## BEGIN

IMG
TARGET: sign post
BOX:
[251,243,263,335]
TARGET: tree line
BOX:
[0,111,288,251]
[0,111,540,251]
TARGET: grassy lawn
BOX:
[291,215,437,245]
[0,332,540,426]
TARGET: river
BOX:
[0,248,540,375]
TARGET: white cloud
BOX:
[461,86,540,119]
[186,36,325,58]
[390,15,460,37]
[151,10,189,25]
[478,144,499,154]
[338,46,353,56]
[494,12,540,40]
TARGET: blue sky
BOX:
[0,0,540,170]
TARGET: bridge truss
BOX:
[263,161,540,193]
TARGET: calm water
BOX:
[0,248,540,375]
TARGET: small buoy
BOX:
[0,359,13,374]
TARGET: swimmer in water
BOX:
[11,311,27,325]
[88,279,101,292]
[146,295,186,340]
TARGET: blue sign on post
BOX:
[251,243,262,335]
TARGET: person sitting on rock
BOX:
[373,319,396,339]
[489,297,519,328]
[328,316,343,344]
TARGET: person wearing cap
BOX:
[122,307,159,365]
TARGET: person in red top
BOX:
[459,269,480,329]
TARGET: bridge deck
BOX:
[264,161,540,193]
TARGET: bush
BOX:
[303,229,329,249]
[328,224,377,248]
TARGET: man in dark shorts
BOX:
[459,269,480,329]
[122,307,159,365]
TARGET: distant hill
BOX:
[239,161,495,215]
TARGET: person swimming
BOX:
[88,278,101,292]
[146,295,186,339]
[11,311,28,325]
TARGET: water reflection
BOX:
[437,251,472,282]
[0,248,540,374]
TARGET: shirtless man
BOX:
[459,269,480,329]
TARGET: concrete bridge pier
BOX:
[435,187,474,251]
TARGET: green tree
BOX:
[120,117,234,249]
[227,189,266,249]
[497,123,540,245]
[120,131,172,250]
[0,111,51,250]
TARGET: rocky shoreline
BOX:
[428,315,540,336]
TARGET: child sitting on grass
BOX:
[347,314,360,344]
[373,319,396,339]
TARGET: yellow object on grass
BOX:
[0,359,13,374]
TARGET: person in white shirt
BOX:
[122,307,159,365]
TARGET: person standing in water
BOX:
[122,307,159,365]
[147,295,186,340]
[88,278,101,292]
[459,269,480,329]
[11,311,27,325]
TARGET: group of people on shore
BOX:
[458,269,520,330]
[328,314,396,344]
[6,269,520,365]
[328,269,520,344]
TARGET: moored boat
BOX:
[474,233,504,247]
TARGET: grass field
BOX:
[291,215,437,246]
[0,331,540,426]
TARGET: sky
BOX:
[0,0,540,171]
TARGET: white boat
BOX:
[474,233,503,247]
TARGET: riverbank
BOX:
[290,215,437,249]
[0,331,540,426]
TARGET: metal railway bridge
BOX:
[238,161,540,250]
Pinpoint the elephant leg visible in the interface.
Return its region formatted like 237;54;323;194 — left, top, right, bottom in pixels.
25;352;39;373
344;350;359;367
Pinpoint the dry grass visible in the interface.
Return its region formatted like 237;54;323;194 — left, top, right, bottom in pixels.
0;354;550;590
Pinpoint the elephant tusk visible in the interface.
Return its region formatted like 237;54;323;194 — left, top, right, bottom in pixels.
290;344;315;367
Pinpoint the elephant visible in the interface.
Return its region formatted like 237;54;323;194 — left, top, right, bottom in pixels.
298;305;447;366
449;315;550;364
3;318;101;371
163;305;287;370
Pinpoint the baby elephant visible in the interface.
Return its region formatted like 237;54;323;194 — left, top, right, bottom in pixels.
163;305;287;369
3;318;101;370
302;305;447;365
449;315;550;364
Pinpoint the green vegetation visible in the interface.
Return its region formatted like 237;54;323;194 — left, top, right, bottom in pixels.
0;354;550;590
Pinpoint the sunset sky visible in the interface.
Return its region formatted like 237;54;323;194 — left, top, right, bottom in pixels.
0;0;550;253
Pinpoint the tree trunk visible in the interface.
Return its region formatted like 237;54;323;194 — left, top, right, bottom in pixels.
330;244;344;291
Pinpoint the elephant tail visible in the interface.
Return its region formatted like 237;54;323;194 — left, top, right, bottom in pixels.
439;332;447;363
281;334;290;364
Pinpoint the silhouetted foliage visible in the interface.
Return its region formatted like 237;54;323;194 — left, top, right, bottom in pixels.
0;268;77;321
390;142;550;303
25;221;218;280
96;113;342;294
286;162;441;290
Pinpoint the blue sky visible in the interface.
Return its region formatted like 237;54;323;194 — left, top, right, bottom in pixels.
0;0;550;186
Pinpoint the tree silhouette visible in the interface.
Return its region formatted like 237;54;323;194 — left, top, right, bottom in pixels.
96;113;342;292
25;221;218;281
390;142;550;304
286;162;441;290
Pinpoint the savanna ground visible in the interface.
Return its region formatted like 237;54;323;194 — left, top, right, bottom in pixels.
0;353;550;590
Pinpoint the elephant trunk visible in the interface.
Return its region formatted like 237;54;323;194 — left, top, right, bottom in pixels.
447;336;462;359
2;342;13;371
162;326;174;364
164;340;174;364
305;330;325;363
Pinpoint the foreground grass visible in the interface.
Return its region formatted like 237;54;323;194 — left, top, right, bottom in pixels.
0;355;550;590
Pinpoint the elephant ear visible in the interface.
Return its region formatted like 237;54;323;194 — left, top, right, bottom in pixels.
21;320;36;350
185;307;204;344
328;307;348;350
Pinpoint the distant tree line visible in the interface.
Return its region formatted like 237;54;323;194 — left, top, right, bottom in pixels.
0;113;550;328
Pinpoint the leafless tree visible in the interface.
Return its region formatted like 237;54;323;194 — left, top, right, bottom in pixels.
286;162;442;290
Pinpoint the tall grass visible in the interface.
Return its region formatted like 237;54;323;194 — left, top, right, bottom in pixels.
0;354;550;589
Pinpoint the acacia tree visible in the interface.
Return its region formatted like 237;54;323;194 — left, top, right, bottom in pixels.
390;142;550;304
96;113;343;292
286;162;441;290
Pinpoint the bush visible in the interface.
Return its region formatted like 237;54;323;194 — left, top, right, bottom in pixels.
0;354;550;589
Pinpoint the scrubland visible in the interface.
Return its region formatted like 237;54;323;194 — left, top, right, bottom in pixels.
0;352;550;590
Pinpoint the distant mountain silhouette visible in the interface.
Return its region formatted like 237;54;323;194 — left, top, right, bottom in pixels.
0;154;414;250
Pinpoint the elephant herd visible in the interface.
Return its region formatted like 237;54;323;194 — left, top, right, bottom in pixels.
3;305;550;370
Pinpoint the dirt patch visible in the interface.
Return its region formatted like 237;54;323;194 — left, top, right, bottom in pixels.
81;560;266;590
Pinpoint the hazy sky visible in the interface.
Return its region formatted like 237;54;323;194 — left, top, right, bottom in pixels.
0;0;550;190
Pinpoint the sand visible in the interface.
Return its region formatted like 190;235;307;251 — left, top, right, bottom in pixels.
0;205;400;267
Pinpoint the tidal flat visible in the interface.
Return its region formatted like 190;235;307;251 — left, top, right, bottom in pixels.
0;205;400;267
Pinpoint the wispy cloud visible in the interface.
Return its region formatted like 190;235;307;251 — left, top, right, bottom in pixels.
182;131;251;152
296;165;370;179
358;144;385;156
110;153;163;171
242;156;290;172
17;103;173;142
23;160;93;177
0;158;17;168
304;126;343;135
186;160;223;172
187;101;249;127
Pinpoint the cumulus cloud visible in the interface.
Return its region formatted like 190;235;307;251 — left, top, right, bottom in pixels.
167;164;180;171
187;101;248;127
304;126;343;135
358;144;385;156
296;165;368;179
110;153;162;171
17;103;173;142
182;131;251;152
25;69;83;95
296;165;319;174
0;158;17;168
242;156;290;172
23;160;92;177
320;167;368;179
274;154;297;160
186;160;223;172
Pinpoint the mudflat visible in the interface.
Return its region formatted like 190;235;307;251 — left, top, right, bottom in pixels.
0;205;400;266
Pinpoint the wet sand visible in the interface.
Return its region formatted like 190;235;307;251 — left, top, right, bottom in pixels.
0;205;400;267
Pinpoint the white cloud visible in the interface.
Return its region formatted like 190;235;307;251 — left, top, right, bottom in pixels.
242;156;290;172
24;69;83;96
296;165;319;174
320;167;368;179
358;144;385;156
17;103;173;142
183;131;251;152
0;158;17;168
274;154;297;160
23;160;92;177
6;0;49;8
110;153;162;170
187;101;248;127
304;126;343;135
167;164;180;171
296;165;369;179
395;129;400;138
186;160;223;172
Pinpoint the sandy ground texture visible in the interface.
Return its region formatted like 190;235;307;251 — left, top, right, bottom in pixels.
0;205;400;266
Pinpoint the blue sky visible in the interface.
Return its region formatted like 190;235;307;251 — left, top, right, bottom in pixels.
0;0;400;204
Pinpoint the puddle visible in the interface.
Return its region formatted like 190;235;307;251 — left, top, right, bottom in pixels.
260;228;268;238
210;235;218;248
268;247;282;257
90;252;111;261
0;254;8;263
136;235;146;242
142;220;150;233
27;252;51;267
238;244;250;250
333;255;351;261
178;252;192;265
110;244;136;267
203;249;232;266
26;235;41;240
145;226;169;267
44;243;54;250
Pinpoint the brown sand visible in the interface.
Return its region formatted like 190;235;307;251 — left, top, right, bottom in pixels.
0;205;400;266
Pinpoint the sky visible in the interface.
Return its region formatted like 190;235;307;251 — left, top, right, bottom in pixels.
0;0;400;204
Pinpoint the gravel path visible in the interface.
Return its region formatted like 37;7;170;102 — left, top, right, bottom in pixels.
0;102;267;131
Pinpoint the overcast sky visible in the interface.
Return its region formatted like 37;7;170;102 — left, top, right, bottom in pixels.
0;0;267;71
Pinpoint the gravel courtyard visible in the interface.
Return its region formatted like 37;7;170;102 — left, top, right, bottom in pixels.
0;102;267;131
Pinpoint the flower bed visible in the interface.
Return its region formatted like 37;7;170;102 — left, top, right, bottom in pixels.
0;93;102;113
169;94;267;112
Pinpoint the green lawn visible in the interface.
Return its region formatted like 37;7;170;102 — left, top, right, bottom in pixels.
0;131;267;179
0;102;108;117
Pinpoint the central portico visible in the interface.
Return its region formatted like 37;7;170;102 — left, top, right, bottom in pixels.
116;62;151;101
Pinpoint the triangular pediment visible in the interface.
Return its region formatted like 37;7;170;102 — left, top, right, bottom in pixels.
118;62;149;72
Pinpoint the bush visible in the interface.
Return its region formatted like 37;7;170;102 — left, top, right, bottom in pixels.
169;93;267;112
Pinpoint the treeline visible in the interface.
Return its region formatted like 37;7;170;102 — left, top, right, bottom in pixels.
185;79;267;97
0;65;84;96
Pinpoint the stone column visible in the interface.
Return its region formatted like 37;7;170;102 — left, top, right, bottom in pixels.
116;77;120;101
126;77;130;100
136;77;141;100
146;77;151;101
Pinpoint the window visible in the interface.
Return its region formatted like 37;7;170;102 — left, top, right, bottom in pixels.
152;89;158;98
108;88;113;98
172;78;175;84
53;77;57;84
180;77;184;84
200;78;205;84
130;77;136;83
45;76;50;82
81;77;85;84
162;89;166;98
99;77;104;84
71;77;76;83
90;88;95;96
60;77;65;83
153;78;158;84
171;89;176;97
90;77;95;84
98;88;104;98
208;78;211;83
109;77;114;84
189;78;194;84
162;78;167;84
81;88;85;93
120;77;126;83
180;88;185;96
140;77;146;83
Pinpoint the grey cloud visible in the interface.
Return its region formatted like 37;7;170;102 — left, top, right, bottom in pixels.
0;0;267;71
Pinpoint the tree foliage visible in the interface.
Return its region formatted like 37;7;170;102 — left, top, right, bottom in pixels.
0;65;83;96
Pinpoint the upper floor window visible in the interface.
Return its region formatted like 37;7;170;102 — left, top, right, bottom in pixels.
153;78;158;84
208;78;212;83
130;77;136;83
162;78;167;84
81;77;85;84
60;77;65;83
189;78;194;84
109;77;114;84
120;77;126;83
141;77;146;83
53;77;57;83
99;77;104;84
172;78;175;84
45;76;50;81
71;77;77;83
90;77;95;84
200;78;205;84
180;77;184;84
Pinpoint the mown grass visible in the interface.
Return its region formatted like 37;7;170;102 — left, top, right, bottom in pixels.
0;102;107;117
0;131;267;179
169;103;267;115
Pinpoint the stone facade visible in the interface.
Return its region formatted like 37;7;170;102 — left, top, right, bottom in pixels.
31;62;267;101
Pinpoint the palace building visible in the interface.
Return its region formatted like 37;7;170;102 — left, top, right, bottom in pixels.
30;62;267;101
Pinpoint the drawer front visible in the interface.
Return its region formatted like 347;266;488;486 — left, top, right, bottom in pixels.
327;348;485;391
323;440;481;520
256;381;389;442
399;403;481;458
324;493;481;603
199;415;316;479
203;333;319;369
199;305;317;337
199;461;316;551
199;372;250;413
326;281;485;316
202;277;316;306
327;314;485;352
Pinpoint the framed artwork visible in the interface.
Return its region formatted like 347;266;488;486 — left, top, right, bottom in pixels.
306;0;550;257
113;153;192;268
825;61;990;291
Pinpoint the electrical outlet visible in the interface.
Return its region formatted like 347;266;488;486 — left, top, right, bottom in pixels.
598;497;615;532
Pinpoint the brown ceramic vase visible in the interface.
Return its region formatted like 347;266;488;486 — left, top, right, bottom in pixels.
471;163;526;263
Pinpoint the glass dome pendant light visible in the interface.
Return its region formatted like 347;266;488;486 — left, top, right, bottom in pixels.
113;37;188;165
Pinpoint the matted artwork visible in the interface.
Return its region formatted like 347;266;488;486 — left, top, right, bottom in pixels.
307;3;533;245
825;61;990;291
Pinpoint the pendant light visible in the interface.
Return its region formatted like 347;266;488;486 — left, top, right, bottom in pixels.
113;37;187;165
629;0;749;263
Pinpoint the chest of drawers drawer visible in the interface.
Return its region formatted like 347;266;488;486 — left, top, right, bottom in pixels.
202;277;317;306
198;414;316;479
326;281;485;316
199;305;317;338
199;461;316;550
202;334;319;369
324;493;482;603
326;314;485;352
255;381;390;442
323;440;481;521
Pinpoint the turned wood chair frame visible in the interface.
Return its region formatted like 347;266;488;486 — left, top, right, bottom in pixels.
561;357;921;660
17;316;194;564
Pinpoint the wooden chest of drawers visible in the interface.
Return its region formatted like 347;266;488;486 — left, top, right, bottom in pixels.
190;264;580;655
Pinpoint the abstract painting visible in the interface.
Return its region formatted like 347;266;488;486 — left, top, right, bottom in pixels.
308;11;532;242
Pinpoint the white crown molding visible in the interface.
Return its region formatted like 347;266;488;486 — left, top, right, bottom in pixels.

## END

→ Given request
Gather every line in the listing above that contains the word "artwork" and copy each one out.

→ Result for this exercise
Pinpoint the framed artwork visible in the interface.
Pinpoint the matted artwork visible in the interface.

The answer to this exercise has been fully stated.